▶ [Passage shown]:
◇ ◇ ◇

# Bios settings for new ram!



## reload (Jun 21, 2005)

I bought some new ram for my motherboard a ASUS P4P800 Deluxe. How do you go about in your bios to set it up? The ram is TWINX2048-3200C2 and I like to find out how to set the voltage and latency in my bois? Thanks for any help.
Reload
************************


----------



## dai (Jul 2, 2004)

set it to auto detect the ram


----------



## reload (Jun 21, 2005)

I checked my new ram and the frequency is 200MHZ,CAS#Latency 3.0, RAS# to CAS# 3, RAS# Precharge 3 and TRAS 8. Shouldn't the latency read lower than what it shows?


----------



## MunkyPhil (Apr 7, 2006)

Not necessarily, a Column Address Strobe (CAS) latency of 3 is pretty good, check the specification.

My RAM (<=check my spec) runs at different speeds for different RAM speeds, its CAS latency changes from 2.5 at 500MHz and 2.0 at 400MHz. I let my BIOS automatically sort out the best configuration for me and if I were you I'd do the same, if you're not experienced then you could potentially damage your RAM or worse, your motherboard.


----------



## reload (Jun 21, 2005)

Thanks MunkyPhil for the info! I don't know much about ram latency but will begin to do more research. Also that's funny about your dream about eating a 10lb marshmallow:laugh: .


----------

◇ ◇ ◇

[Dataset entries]
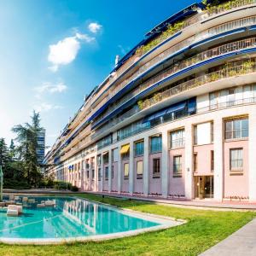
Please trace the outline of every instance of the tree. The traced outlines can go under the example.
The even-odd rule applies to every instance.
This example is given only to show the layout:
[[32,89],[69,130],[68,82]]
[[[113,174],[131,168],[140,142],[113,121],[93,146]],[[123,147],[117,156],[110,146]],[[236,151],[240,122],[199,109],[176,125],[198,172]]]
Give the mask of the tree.
[[29,184],[38,186],[42,178],[37,155],[38,135],[43,128],[40,126],[38,113],[33,111],[31,119],[31,124],[18,125],[12,131],[17,135],[15,141],[18,145],[15,147],[15,152],[19,160],[23,163],[24,176]]
[[5,143],[4,138],[0,138],[0,166],[3,167],[3,172],[7,172],[10,156],[9,148]]

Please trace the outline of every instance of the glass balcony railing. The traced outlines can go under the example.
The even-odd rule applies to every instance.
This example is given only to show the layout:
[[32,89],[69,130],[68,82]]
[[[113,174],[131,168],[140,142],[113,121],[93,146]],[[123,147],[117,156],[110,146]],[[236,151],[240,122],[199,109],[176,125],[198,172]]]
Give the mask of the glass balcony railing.
[[[153,105],[155,105],[157,103],[160,103],[168,98],[173,97],[180,93],[183,93],[186,90],[202,86],[207,83],[212,83],[214,81],[218,81],[224,79],[228,79],[238,75],[245,75],[248,73],[253,73],[256,72],[256,64],[251,63],[249,61],[244,62],[243,65],[231,67],[225,67],[224,69],[221,69],[217,72],[213,72],[208,74],[205,74],[202,76],[200,76],[196,79],[189,80],[187,82],[184,82],[183,84],[180,84],[175,87],[172,87],[169,90],[166,90],[166,91],[160,92],[158,94],[158,96],[152,97],[150,99],[145,100],[142,105],[140,105],[140,108],[134,108],[131,110],[127,111],[123,115],[115,118],[113,120],[110,121],[108,125],[103,125],[100,129],[97,129],[93,136],[91,136],[91,139],[95,139],[96,137],[100,136],[104,131],[108,131],[108,129],[112,128],[113,126],[119,124],[120,122],[125,120],[127,118],[131,117],[132,115],[139,113],[142,110],[144,110],[146,108],[148,108],[152,107]],[[252,99],[251,99],[252,100]],[[236,102],[236,104],[244,104],[244,103],[249,103],[249,102],[247,102],[249,100],[243,100],[242,102],[239,101]],[[256,98],[255,98],[256,101]],[[255,102],[254,101],[254,102]],[[231,107],[228,105],[224,105],[224,103],[221,103],[222,105],[216,106],[216,108],[227,108]],[[236,103],[234,103],[236,104]],[[206,111],[212,110],[214,106],[209,106],[207,108],[212,108],[211,109],[207,108]]]
[[[256,22],[256,18],[255,18]],[[189,67],[194,64],[199,63],[203,61],[207,61],[208,59],[216,57],[218,55],[221,55],[225,53],[232,52],[235,50],[247,49],[251,47],[256,46],[256,38],[247,38],[244,40],[240,40],[236,42],[233,42],[230,44],[224,44],[218,47],[216,47],[214,49],[204,51],[202,53],[200,53],[191,58],[186,59],[184,61],[182,61],[180,62],[176,63],[174,66],[171,67],[167,70],[165,70],[159,74],[155,75],[152,79],[148,79],[147,82],[142,84],[139,85],[137,89],[135,89],[133,91],[130,92],[124,97],[122,97],[122,100],[116,103],[115,105],[112,106],[111,108],[108,108],[108,111],[104,113],[103,116],[101,117],[101,119],[104,118],[108,114],[109,114],[112,111],[113,111],[115,108],[121,106],[124,102],[131,99],[132,96],[136,96],[137,94],[140,93],[141,91],[144,90],[150,85],[153,85],[156,82],[159,82],[165,78],[183,69],[186,67]]]
[[[209,16],[212,16],[213,15],[218,15],[219,13],[224,12],[224,11],[227,11],[229,9],[233,9],[235,8],[239,8],[239,7],[241,7],[241,6],[246,6],[246,5],[250,5],[250,4],[256,3],[256,0],[240,0],[240,1],[236,1],[236,3],[235,2],[233,3],[233,2],[230,5],[230,7],[223,7],[223,6],[220,6],[219,8],[215,7],[214,11],[208,9],[205,12],[202,12],[201,14],[199,14],[197,16],[189,18],[187,20],[185,20],[183,22],[183,25],[181,26],[180,30],[183,30],[185,27],[187,27],[190,25],[193,25],[193,24],[195,24],[198,21],[203,20],[206,18],[207,18]],[[231,24],[234,21],[224,24],[224,25],[226,25],[226,26],[224,26],[224,27],[223,26],[223,25],[221,25],[219,26],[216,26],[214,28],[209,29],[208,37],[210,37],[212,35],[215,35],[217,33],[220,33],[220,32],[227,31],[227,30],[231,30],[231,29],[236,28],[237,25],[234,26],[234,24]],[[244,26],[246,26],[246,25],[244,25]],[[214,32],[214,30],[215,30],[215,32]],[[110,94],[102,100],[103,102],[102,102],[100,104],[97,105],[96,109],[98,109],[100,107],[102,107],[107,102],[107,100],[111,98],[113,95],[115,95],[119,90],[120,90],[125,84],[127,84],[129,82],[131,82],[132,79],[134,79],[137,76],[138,76],[142,73],[148,70],[153,65],[156,64],[157,62],[160,61],[161,60],[164,60],[165,58],[166,58],[167,55],[170,55],[171,54],[177,51],[178,49],[181,49],[184,46],[188,45],[189,43],[192,43],[194,41],[196,42],[196,40],[207,38],[207,35],[206,35],[207,33],[207,32],[201,32],[201,33],[200,33],[196,36],[190,37],[189,38],[188,38],[188,39],[174,45],[173,47],[171,47],[170,49],[168,49],[165,51],[163,51],[162,53],[159,54],[158,55],[154,57],[149,61],[146,62],[137,72],[135,72],[131,77],[127,78],[123,82],[121,82],[119,85],[115,86],[114,89],[110,91]],[[119,68],[119,73],[122,73],[124,71],[125,71],[130,66],[131,66],[137,60],[137,58],[138,57],[136,58],[133,55],[130,60],[128,60]],[[119,75],[118,75],[117,77],[119,77]]]

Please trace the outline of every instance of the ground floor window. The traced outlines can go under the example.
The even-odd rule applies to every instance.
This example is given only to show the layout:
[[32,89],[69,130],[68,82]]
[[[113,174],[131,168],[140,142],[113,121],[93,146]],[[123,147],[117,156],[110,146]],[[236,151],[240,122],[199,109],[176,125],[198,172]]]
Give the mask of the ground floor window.
[[242,148],[230,148],[230,171],[242,171]]
[[108,180],[108,166],[105,167],[105,180]]
[[101,168],[98,168],[98,181],[100,181],[102,179],[102,170]]
[[173,176],[180,177],[182,175],[182,156],[173,156]]
[[129,178],[129,164],[128,163],[124,164],[124,178],[125,179]]
[[143,161],[137,162],[137,178],[143,178]]
[[160,159],[153,159],[153,177],[160,177]]

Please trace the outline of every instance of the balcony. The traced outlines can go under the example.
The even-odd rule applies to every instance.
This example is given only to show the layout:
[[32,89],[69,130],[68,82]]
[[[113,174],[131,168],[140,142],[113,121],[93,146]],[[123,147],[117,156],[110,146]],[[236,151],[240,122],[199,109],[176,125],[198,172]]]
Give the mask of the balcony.
[[[205,20],[206,18],[208,18],[209,16],[212,16],[213,15],[218,15],[222,12],[230,10],[236,8],[239,8],[241,6],[247,6],[256,3],[256,0],[241,0],[241,1],[236,1],[236,3],[231,3],[230,7],[224,7],[224,6],[219,6],[219,7],[214,7],[213,9],[209,9],[208,10],[206,10],[205,12],[200,14],[197,16],[194,16],[191,18],[189,18],[187,20],[183,22],[183,26],[180,26],[178,31],[181,31],[184,29],[185,27],[193,25],[198,21],[201,21]],[[215,13],[214,13],[215,12]],[[245,19],[244,19],[245,20]],[[253,22],[253,24],[255,24]],[[117,94],[121,89],[123,89],[126,84],[128,84],[131,81],[132,81],[135,78],[137,78],[138,75],[142,74],[143,73],[148,71],[149,68],[151,68],[156,63],[160,62],[164,59],[166,59],[167,56],[170,55],[178,51],[179,49],[183,49],[185,46],[188,46],[189,44],[197,42],[202,38],[206,38],[207,37],[214,36],[216,34],[236,29],[237,27],[244,26],[250,26],[253,24],[248,24],[247,20],[245,22],[241,22],[241,24],[236,24],[236,20],[228,22],[224,25],[218,26],[216,27],[211,28],[207,32],[203,32],[199,33],[198,35],[195,35],[194,37],[190,37],[188,39],[185,39],[184,41],[175,44],[174,46],[166,49],[162,53],[159,54],[153,59],[151,59],[149,61],[147,61],[144,65],[143,65],[137,72],[135,72],[131,76],[130,76],[128,79],[125,79],[123,82],[121,82],[119,85],[115,86],[113,90],[110,90],[108,96],[106,96],[104,99],[102,99],[102,102],[97,105],[97,107],[95,108],[95,110],[97,110],[99,108],[101,108],[108,99],[112,98],[115,94]],[[177,32],[177,31],[176,32]],[[170,35],[170,37],[172,36],[172,34]],[[160,44],[159,43],[159,44]],[[136,58],[134,55],[128,60],[120,68],[119,70],[122,70],[123,73],[125,72],[130,66],[131,66],[135,61],[137,61],[138,56]],[[119,77],[119,76],[118,76]]]
[[[140,104],[139,108],[131,108],[131,110],[127,111],[123,115],[115,118],[112,121],[110,121],[108,125],[103,125],[100,129],[97,129],[93,136],[91,137],[92,139],[96,138],[99,137],[101,134],[102,134],[104,131],[111,129],[114,125],[119,124],[120,122],[125,120],[128,118],[131,118],[131,116],[151,108],[152,106],[158,104],[160,102],[162,102],[169,98],[174,97],[177,95],[179,95],[181,93],[183,93],[189,90],[197,88],[200,86],[202,86],[206,84],[212,83],[214,81],[238,76],[238,75],[245,75],[245,74],[249,74],[249,73],[253,73],[256,72],[256,64],[252,63],[249,61],[245,61],[243,65],[236,66],[236,67],[225,67],[224,69],[221,69],[217,72],[213,72],[206,75],[202,75],[201,77],[198,77],[196,79],[189,80],[187,82],[184,82],[183,84],[180,84],[175,87],[172,87],[169,90],[166,90],[166,91],[163,91],[161,93],[158,93],[158,96],[154,96],[150,99],[148,99],[142,102]],[[197,109],[197,112],[207,112],[207,111],[212,111],[214,109],[219,109],[219,108],[228,108],[228,107],[232,107],[235,105],[240,105],[240,104],[245,104],[245,103],[251,103],[251,102],[255,102],[256,98],[250,98],[250,99],[244,99],[244,100],[239,100],[234,102],[224,102],[221,104],[218,105],[211,105],[209,107],[204,108],[204,109]],[[229,105],[228,105],[229,104]],[[232,104],[232,105],[231,105]],[[234,105],[233,105],[234,104]],[[166,120],[163,120],[163,122],[166,122]],[[168,120],[171,121],[171,120]],[[148,129],[147,127],[147,129]]]
[[[256,18],[255,23],[256,23]],[[190,66],[193,66],[196,63],[222,55],[224,54],[227,54],[230,52],[233,52],[239,49],[249,49],[252,47],[254,47],[256,45],[256,38],[248,38],[244,40],[236,41],[234,43],[224,44],[218,47],[216,47],[214,49],[204,51],[202,53],[200,53],[191,58],[186,59],[183,61],[176,63],[174,66],[171,67],[167,70],[165,70],[159,74],[155,75],[152,79],[148,79],[147,82],[142,84],[139,85],[137,89],[135,89],[133,91],[130,92],[124,97],[122,97],[122,100],[116,103],[114,106],[108,108],[108,111],[105,113],[104,117],[108,116],[112,111],[113,111],[115,108],[120,107],[124,102],[133,97],[134,96],[137,95],[138,93],[142,92],[143,90],[146,90],[147,88],[150,87],[154,84],[164,79],[165,78],[174,74],[184,68],[187,68]]]

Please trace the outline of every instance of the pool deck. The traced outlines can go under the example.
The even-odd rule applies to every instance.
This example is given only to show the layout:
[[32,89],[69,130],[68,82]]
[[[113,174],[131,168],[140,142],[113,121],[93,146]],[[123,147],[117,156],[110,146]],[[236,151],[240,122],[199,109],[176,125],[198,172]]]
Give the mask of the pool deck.
[[[36,191],[32,192],[31,190],[29,191],[30,195],[33,194],[36,194]],[[41,191],[44,192],[44,191]],[[44,195],[47,192],[44,191]],[[54,192],[53,192],[54,193]],[[5,193],[5,194],[10,194]],[[24,191],[22,193],[20,192],[20,194],[26,195]],[[43,193],[39,193],[40,195],[44,195]],[[63,193],[62,193],[63,194]],[[48,194],[49,195],[49,194]],[[63,195],[66,197],[70,198],[70,195],[64,194]],[[87,200],[84,198],[79,198],[75,197],[75,199],[79,199],[79,200]],[[146,221],[150,221],[154,222],[155,224],[158,224],[155,226],[152,227],[148,227],[148,228],[140,228],[137,230],[128,230],[128,231],[120,231],[120,232],[116,232],[116,233],[108,233],[108,234],[104,234],[104,235],[91,235],[91,236],[77,236],[77,237],[67,237],[67,238],[9,238],[9,237],[0,237],[0,243],[7,243],[7,244],[18,244],[18,245],[49,245],[49,244],[62,244],[62,243],[73,243],[76,241],[104,241],[104,240],[109,240],[109,239],[116,239],[116,238],[123,238],[126,236],[137,236],[139,234],[146,233],[146,232],[152,232],[152,231],[157,231],[157,230],[163,230],[166,229],[170,229],[172,227],[176,227],[178,225],[182,225],[187,223],[186,220],[183,219],[176,219],[174,218],[170,218],[170,217],[166,217],[162,215],[155,215],[155,214],[151,214],[151,213],[147,213],[147,212],[141,212],[137,211],[134,211],[131,209],[122,209],[122,208],[118,208],[114,206],[110,206],[102,202],[97,202],[97,201],[93,201],[94,203],[100,204],[100,205],[104,205],[107,207],[113,208],[114,211],[118,211],[121,213],[126,214],[128,216],[133,217],[133,218],[141,218]],[[16,217],[19,218],[19,217]]]
[[201,256],[220,255],[255,256],[256,219],[201,254]]
[[166,199],[160,196],[140,196],[137,195],[123,194],[118,195],[116,193],[107,193],[107,192],[93,192],[93,191],[60,191],[49,189],[23,189],[23,190],[14,190],[14,189],[4,189],[4,194],[31,194],[31,195],[77,195],[77,194],[92,194],[102,196],[110,196],[114,198],[123,198],[128,200],[137,200],[148,202],[154,202],[157,204],[173,205],[179,207],[190,207],[190,208],[201,208],[201,209],[212,209],[212,210],[250,210],[256,211],[256,202],[249,201],[216,201],[214,200],[184,200],[184,199]]

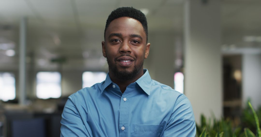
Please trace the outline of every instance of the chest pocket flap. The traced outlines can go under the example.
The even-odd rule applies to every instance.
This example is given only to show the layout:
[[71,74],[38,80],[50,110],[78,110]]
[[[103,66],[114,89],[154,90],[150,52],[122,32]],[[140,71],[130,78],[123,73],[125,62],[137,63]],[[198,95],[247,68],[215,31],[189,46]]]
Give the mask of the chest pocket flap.
[[159,136],[164,127],[164,124],[135,125],[134,136]]

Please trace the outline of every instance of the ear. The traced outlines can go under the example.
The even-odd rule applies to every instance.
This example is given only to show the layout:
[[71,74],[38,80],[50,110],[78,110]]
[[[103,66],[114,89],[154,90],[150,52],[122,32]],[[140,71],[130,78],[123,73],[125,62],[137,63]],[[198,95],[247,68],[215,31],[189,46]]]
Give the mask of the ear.
[[145,49],[145,55],[144,58],[146,59],[149,56],[149,53],[150,52],[150,43],[148,43],[146,45],[146,49]]
[[102,42],[102,54],[103,55],[103,57],[106,58],[106,49],[105,47],[105,42],[104,41]]

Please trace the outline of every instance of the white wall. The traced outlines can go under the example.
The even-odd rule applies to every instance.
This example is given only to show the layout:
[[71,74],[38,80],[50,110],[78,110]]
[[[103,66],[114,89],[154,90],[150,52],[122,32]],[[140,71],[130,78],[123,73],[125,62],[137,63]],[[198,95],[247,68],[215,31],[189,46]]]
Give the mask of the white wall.
[[173,88],[175,35],[157,32],[149,36],[148,42],[151,45],[149,57],[144,61],[144,68],[149,70],[152,79]]
[[261,54],[245,54],[242,60],[243,107],[250,98],[257,109],[261,105]]
[[186,1],[184,93],[199,122],[222,114],[220,2]]

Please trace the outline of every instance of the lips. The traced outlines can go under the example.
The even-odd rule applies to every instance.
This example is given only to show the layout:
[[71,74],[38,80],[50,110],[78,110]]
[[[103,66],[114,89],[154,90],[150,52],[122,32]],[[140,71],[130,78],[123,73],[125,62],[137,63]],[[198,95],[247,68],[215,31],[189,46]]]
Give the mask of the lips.
[[121,57],[116,59],[117,61],[118,61],[120,65],[124,67],[130,66],[134,60],[131,57],[126,56]]

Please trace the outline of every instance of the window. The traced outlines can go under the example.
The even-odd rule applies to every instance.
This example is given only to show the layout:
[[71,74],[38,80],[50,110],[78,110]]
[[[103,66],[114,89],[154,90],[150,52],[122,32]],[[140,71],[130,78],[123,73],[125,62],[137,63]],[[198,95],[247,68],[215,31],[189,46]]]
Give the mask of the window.
[[86,71],[82,74],[82,88],[90,87],[105,80],[107,74],[104,72]]
[[174,74],[174,89],[179,92],[184,93],[184,76],[180,72],[176,72]]
[[39,98],[61,96],[61,74],[58,72],[39,72],[36,74],[36,96]]
[[15,79],[13,74],[0,73],[0,100],[4,101],[15,98]]

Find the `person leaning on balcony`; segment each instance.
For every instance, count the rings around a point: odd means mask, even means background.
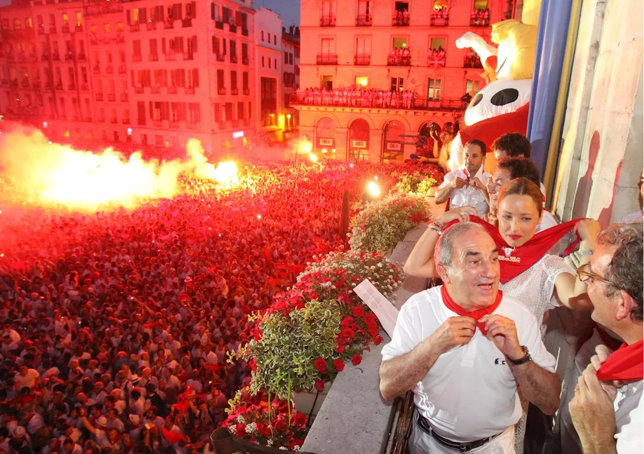
[[[584,454],[635,454],[644,447],[644,224],[600,233],[587,279],[592,319],[624,339],[600,345],[574,388],[570,415]]]
[[[489,209],[486,184],[490,175],[483,169],[486,146],[480,140],[470,140],[463,147],[463,167],[445,175],[436,191],[437,203],[450,199],[450,205],[471,206],[482,217]]]
[[[498,250],[482,227],[464,222],[440,232],[436,257],[444,283],[401,309],[383,348],[381,392],[391,400],[413,391],[412,454],[513,454],[522,414],[517,386],[553,413],[554,358],[532,313],[498,290]]]

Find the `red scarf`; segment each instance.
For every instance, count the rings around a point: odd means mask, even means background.
[[[552,247],[565,234],[574,229],[577,223],[582,220],[576,219],[573,221],[569,221],[542,231],[528,240],[523,246],[516,248],[508,246],[506,240],[501,236],[501,234],[498,232],[498,229],[489,222],[486,222],[475,216],[470,216],[469,220],[484,227],[497,244],[497,247],[498,248],[499,259],[501,260],[500,281],[502,284],[504,284],[540,260],[542,257],[548,251],[548,249]],[[456,221],[453,221],[446,227],[450,227],[456,222]],[[564,255],[568,255],[573,252],[573,250],[579,244],[580,241],[579,234],[577,234],[576,239],[568,246],[565,252],[564,252]]]
[[[644,379],[644,339],[632,345],[622,344],[601,364],[597,378],[602,381]]]
[[[450,294],[447,292],[447,288],[445,285],[443,284],[440,287],[440,296],[442,297],[443,303],[447,306],[447,308],[452,310],[459,316],[463,317],[471,317],[473,319],[477,321],[477,327],[481,330],[481,332],[484,335],[487,334],[488,332],[485,330],[485,323],[478,323],[478,319],[483,317],[484,316],[489,315],[498,307],[498,305],[501,303],[501,299],[503,298],[503,292],[498,290],[497,293],[497,299],[494,301],[491,305],[488,307],[484,307],[482,309],[478,309],[477,310],[474,310],[471,312],[468,312],[465,310],[460,306],[457,305],[451,297],[450,296]]]

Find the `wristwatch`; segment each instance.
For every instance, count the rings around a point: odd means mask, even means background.
[[[507,356],[506,357],[507,358],[507,361],[509,361],[510,364],[513,366],[520,366],[522,364],[526,364],[526,363],[532,361],[532,355],[530,354],[530,350],[527,349],[527,347],[525,345],[522,345],[521,348],[523,349],[524,353],[526,354],[525,356],[523,357],[519,358],[518,359],[513,359]]]

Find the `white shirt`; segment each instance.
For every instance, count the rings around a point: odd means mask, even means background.
[[[644,380],[621,386],[613,404],[618,454],[641,454],[644,446]]]
[[[478,168],[478,171],[477,172],[476,175],[471,179],[478,178],[483,184],[485,184],[490,176],[490,174],[483,170],[483,166],[481,165],[480,167]],[[439,186],[439,189],[442,189],[445,187],[452,181],[456,180],[457,177],[460,177],[463,180],[468,179],[468,175],[465,173],[464,169],[453,170],[446,175],[443,178],[443,182]],[[482,217],[484,214],[489,211],[488,201],[483,194],[483,191],[480,189],[478,189],[470,185],[467,185],[463,186],[460,189],[454,189],[451,191],[451,195],[450,196],[450,206],[451,208],[466,207],[468,205],[474,207],[480,218]]]
[[[519,341],[533,359],[554,371],[554,358],[541,341],[539,325],[525,307],[504,295],[494,311],[516,325]],[[383,348],[383,360],[406,354],[450,317],[440,287],[412,296],[401,309],[392,341]],[[516,424],[522,413],[516,383],[502,353],[480,330],[466,345],[439,357],[413,389],[419,411],[439,434],[466,442],[491,437]]]

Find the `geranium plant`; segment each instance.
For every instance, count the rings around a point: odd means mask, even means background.
[[[278,449],[298,451],[301,447],[308,431],[307,415],[289,413],[287,400],[270,399],[265,392],[244,388],[228,404],[228,417],[220,426],[232,435]]]
[[[386,252],[423,220],[428,207],[414,194],[393,194],[368,203],[352,220],[349,245],[353,249]]]

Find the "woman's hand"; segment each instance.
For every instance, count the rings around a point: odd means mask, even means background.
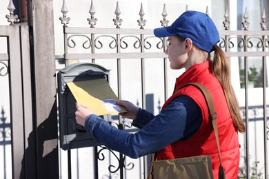
[[[119,105],[124,106],[127,109],[127,112],[121,112],[119,114],[123,117],[130,119],[134,119],[137,116],[139,108],[134,105],[132,103],[127,101],[118,101],[116,103]]]
[[[80,105],[77,102],[76,103],[76,107],[77,111],[75,114],[77,123],[79,125],[84,126],[85,120],[90,114],[92,114],[92,111],[90,109]]]

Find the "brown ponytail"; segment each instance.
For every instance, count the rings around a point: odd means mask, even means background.
[[[219,46],[215,45],[213,50],[215,54],[211,70],[222,85],[235,126],[239,132],[244,132],[245,125],[241,117],[239,105],[230,81],[228,61]]]

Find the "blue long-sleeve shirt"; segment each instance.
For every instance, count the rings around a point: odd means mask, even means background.
[[[141,129],[134,134],[118,129],[95,114],[87,118],[85,127],[100,145],[137,158],[178,140],[188,139],[199,129],[201,120],[197,104],[187,96],[180,96],[157,116],[139,108],[133,125]]]

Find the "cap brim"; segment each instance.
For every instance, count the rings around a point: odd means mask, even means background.
[[[172,30],[171,26],[156,28],[153,30],[154,34],[157,37],[166,37],[176,35],[176,32]]]

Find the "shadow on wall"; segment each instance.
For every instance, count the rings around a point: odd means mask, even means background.
[[[43,154],[44,143],[57,140],[56,100],[50,115],[28,138],[27,147],[21,161],[20,179],[59,178],[58,145],[47,154]]]

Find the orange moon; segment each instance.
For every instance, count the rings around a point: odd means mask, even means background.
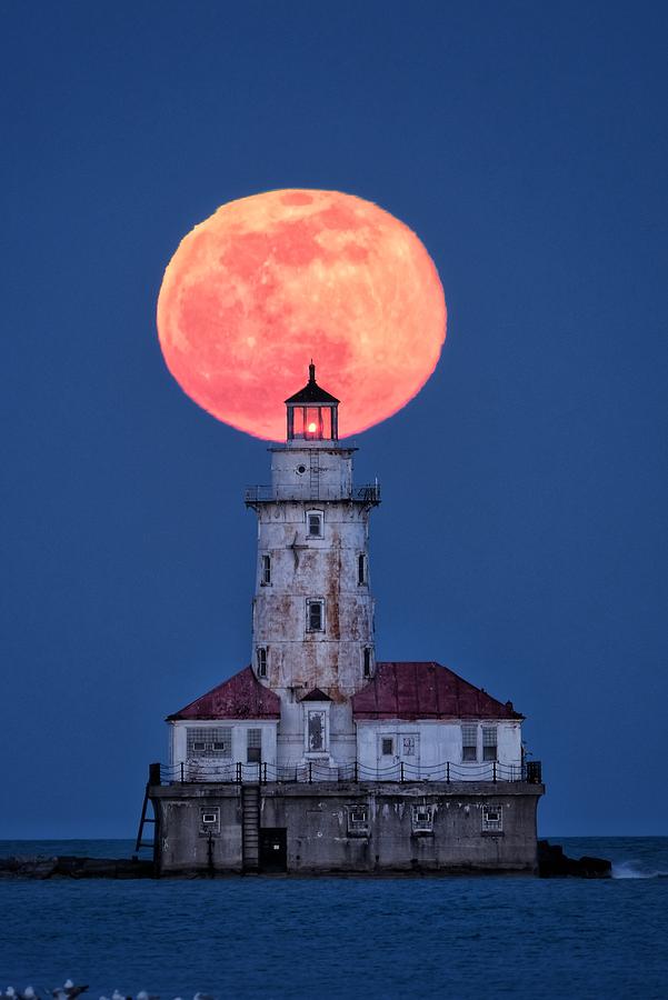
[[[257,438],[286,437],[283,400],[317,366],[341,400],[340,433],[379,423],[438,362],[446,302],[402,222],[338,191],[230,201],[181,241],[164,272],[167,367],[200,407]]]

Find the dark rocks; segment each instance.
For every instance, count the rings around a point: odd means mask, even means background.
[[[152,879],[152,861],[128,858],[0,858],[0,879]]]
[[[560,843],[538,841],[538,874],[541,879],[574,877],[578,879],[609,879],[612,864],[605,858],[568,858]]]

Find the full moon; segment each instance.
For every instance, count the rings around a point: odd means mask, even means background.
[[[230,201],[181,241],[164,272],[158,332],[167,367],[209,413],[285,440],[283,400],[307,381],[341,400],[340,433],[416,396],[446,337],[443,290],[418,237],[338,191]]]

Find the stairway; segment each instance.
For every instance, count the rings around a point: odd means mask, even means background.
[[[241,786],[241,857],[243,871],[260,867],[260,789],[257,784]]]

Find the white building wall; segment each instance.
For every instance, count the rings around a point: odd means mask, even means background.
[[[277,729],[278,721],[248,719],[196,719],[170,722],[170,766],[173,780],[179,780],[181,764],[183,777],[197,774],[198,780],[215,781],[217,777],[233,779],[238,763],[248,763],[248,730],[261,730],[261,761],[273,768],[278,762]],[[189,729],[231,729],[232,746],[230,757],[188,757]]]
[[[466,720],[469,723],[469,720]],[[470,723],[469,723],[470,724]],[[492,773],[493,761],[483,760],[482,727],[496,726],[497,763],[499,777],[509,777],[510,769],[521,767],[521,724],[519,721],[482,720],[478,727],[477,760],[463,761],[461,722],[419,720],[363,721],[357,722],[357,757],[360,767],[372,777],[399,773],[401,762],[406,777],[432,777],[445,770],[447,763],[453,766],[452,778],[480,780],[482,772]],[[391,753],[383,753],[382,738],[392,740]],[[406,741],[403,738],[408,738]],[[506,770],[508,769],[508,770]],[[430,773],[431,771],[431,773]],[[362,771],[363,774],[363,771]]]

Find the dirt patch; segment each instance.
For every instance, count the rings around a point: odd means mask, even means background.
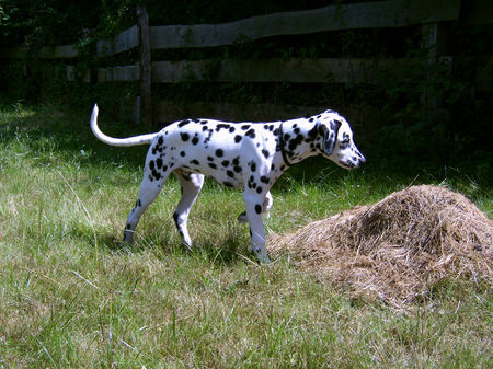
[[[342,289],[401,305],[443,279],[491,287],[492,233],[463,195],[422,185],[273,237],[270,252],[293,252],[300,267]]]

◇ ◇ ◇

▶ [Exercise requirements]:
1. Answer these questions from the RAM thread:
(a) Which motherboard is the new RAM for?
(b) What frequency did reload find when checking the new RAM?
(c) What CAS latency does MunkyPhil's RAM use at 400MHz?
2. Repeat the part of the RAM thread between "set it to auto" and "what it shows?", inclusive.
The dataset entries are separate from the RAM thread.

▶ [Answers below]:
1.
(a) ASUS P4P800 Deluxe
(b) 200MHz
(c) 2.0

2.
set it to auto detect the ram


----------



## reload (Jun 21, 2005)

I checked my new ram and the frequency is 200MHZ,CAS#Latency 3.0, RAS# to CAS# 3, RAS# Precharge 3 and TRAS 8. Shouldn't the latency read lower than what it shows?